* [What you need to do]:
Leave out the pictures, then return the records word for word.

START Data provided

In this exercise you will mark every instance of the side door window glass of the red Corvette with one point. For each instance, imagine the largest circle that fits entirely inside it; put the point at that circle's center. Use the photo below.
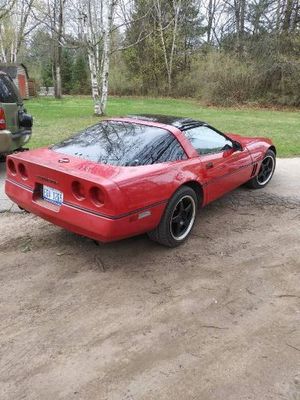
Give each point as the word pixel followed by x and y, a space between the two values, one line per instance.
pixel 206 141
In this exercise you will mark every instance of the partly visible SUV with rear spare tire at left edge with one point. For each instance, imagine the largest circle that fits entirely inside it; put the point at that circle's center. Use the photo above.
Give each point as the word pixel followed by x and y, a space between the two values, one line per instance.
pixel 15 123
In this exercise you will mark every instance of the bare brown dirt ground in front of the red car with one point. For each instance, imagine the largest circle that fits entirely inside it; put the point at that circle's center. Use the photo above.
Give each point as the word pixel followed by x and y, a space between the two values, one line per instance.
pixel 216 319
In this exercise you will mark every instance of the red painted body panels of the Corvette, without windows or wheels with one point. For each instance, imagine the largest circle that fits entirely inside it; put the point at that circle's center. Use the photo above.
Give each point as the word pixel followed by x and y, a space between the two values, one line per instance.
pixel 133 198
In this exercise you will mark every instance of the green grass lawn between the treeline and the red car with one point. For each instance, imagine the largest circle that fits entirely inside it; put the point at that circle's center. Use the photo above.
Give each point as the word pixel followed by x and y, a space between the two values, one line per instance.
pixel 57 119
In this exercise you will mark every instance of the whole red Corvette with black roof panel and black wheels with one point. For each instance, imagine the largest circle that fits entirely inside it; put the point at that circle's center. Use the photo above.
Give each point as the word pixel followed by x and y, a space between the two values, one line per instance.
pixel 126 176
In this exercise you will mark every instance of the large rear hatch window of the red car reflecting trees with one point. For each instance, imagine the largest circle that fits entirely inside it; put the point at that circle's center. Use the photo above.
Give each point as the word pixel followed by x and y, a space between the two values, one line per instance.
pixel 123 144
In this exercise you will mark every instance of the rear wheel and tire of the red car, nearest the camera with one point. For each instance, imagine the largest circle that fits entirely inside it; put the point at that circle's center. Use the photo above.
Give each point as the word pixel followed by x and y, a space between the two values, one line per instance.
pixel 178 219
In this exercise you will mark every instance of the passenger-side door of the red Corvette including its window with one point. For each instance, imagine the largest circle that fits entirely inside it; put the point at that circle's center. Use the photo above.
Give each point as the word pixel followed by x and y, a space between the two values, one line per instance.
pixel 225 165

END Data provided

* [Answer for this exercise]:
In this exercise you will mark every instance of the side door window glass of the red Corvette with one point. For each instance, imagine the largest circle that fits entirely inside it; put the point at that circle's center. Use the photo below.
Give each point as the word pixel followed by x and y, a space between the two values, one line per instance.
pixel 206 141
In this exercise you will mark every instance of the partly visible SUV with rear spare tire at left edge with one point. For each instance, imagine the largest circle that fits entirely inside it; put the point at that circle's center. Use the photo above.
Give each point as the word pixel followed by x and y, a space between the two values, one line per instance.
pixel 15 123
In this exercise you will mark every instance of the bare brown dirt ground in front of the red car with one point. For each instance, imagine the largest circle that fits entirely inside it; put the point at that circle's center. Use the photo above.
Give each point as the word pixel followed by x and y, a space between the two values, one line per instance.
pixel 216 319
In this exercise you will mark every instance of the red painted body panels of the Corvette, without windows or wheels with one point. For each instance, imagine the largest circle that fits entirely inside it; put the point at that circle's center. Use the photo above.
Give each point as the word pixel followed by x and y, a space between the two values, one line per instance.
pixel 133 198
In this exercise you will mark every instance of the green grass lawn between the treeline and the red car with one point. For each instance, imagine the largest circle that fits entirely inside it; put the point at that circle's center. Use the photo above.
Give each point as the word pixel followed by x and y, a space between the two values, one line per instance.
pixel 57 119
In this exercise you will mark every instance of the whole red Corvette with black roof panel and black wheels with one point. For each instance, imagine the largest circle that fits entirely inside it; put the point at that circle's center. Use the photo above.
Give each point as the word pixel followed by x and y, a space between the two values, one line per instance.
pixel 126 176
In this exercise you will mark every instance of the large rear hatch window of the red car reflecting trees with one point. For each instance, imagine the largest circle that fits entirely inside it; put the point at that circle's center. Use the photo above.
Give each point as the word pixel followed by x and y, a space between the two values, one line per instance.
pixel 123 144
In this exercise you will mark every instance of the rear wheel and tire of the red car, nearest the camera with one point. For each instance, imagine the largest circle that fits entirely inside it; put the point at that circle's center. Use the photo above.
Give each point as the word pixel followed by x and y, a space between the two values, one line per instance.
pixel 178 219
In this exercise you will mark every instance of the passenger-side door of the red Corvette including its window with one point. For each instance, imagine the largest circle that fits entirely inside it; put the point at that circle's center. Use the photo above.
Give each point as the word pixel followed by x and y, a space between the two values, one line per instance.
pixel 225 165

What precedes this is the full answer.